## [Problems to work on]
(a) Copy the passage of the article on early-onset Alzheimer's that begins at the words "The year before, his" and stops after "pot to explode.", swapping "stove" for "oven".
(b) List every distinct year mentioned in the article on early-onset Alzheimer's.

Couple educates others about early-onset Alzheimer’s
In 2012, Ken Sullivan began struggling in his job at a financial services firm in Boston. He had always gotten good evaluations, but was feeling stressed, anxious, more disorganized, and less outgoing.
The year before, his wife began to notice that he would go out on errands and return home without having done them. “One time he forgot to pick our friends up from the airport,” she says. And he would leave the stove on while he was gone, once causing a pot to explode.
In 2013, Sullivan was let go from his job. At age 47, with two young daughters, he looked for other work, to no avail.
When the couple, who married in 2001, sought medical advice, doctors told them his symptoms were the result of stress, and prescribed an anti-anxiety medication. “It was like pulling teeth to get a referral to a neurologist,” says his wife, Michelle Palomera Sullivan.
In June 2013, after a battery of neuropsychological tests and an MRI, a neurologist finally put a name to it: early-onset Alzheimer’s disease.
The couple, who live in Scituate, know the phrase terrifies a whole generation of baby boomers, and that is why they decided to go public with their story. More than 5 million Americans have the disease, and it is the sixth-leading cause of death, according to the nonprofit Alzheimer’s Association. But most patients are elderly.
One of the couple’s main goals is to encourage education about early Alzheimer’s, not just for the public, but also for physicians. “Primary-care doctors don’t understand the disease well enough,” says Palomera Sullivan. “People like my husband could be getting treatment earlier. He is 10 times better than he was in 2012.”
Neurologists, too, should be “more aggressive,” she says.
“When they see someone like Ken walk in, they shouldn’t assume it’s not Alzheimer’s.”
Though there is no cure for the disease, Sullivan is on a couple of medications that reduce some of the symptoms, as well as an antianxiety drug. But they do not halt the progression of the condition.

## [Extracted material]
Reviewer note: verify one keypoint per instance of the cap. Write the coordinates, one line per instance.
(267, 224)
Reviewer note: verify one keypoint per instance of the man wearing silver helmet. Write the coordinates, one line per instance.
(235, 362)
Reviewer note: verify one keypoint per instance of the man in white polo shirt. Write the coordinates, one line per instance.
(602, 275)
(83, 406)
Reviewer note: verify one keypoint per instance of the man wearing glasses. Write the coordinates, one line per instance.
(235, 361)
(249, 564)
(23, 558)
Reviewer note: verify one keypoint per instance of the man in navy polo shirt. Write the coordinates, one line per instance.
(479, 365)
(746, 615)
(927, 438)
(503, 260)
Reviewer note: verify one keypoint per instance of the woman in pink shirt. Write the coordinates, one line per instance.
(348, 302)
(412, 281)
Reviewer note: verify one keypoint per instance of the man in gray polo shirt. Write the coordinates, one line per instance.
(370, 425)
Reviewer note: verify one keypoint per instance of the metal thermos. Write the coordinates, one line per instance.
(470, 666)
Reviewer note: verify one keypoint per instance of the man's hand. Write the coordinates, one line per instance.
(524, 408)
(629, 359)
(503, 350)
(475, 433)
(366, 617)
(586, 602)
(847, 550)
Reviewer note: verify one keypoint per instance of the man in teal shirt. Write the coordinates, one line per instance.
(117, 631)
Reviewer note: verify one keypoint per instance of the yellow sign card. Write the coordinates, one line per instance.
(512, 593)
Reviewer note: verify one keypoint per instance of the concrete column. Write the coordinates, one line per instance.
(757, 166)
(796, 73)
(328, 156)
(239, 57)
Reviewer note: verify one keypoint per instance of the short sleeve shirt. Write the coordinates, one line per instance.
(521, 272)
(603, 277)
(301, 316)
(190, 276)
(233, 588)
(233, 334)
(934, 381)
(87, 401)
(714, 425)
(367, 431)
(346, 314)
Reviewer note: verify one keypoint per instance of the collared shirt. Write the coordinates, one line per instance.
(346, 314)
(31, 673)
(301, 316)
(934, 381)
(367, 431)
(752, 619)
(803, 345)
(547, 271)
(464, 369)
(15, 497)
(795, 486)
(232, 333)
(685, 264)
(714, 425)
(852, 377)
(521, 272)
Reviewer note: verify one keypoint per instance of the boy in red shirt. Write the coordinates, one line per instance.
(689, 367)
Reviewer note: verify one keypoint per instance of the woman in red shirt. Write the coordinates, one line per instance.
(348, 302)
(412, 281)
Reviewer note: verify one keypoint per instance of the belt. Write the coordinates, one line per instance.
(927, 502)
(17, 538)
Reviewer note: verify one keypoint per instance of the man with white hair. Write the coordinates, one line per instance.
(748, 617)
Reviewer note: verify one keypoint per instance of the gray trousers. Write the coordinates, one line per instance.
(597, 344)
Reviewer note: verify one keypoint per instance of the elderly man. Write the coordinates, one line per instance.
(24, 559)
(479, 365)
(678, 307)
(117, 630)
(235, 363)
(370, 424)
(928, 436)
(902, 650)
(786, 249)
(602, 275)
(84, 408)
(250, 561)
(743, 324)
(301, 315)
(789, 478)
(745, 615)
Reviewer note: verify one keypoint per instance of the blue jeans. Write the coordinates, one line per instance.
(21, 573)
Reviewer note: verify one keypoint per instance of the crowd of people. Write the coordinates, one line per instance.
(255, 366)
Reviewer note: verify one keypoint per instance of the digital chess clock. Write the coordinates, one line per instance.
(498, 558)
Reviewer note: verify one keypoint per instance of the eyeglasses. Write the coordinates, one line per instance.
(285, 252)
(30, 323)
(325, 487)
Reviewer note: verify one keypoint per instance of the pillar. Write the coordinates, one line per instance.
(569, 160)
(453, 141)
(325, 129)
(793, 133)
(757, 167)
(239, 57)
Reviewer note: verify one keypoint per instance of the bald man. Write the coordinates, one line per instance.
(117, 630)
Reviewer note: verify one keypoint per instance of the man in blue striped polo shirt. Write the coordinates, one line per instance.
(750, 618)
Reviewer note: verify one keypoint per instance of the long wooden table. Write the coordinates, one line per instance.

## [Answers by item number]
(a)
The year before, his wife began to notice that he would go out on errands and return home without having done them. “One time he forgot to pick our friends up from the airport,” she says. And he would leave the oven on while he was gone, once causing a pot to explode.

(b) 2012, 2013, 2001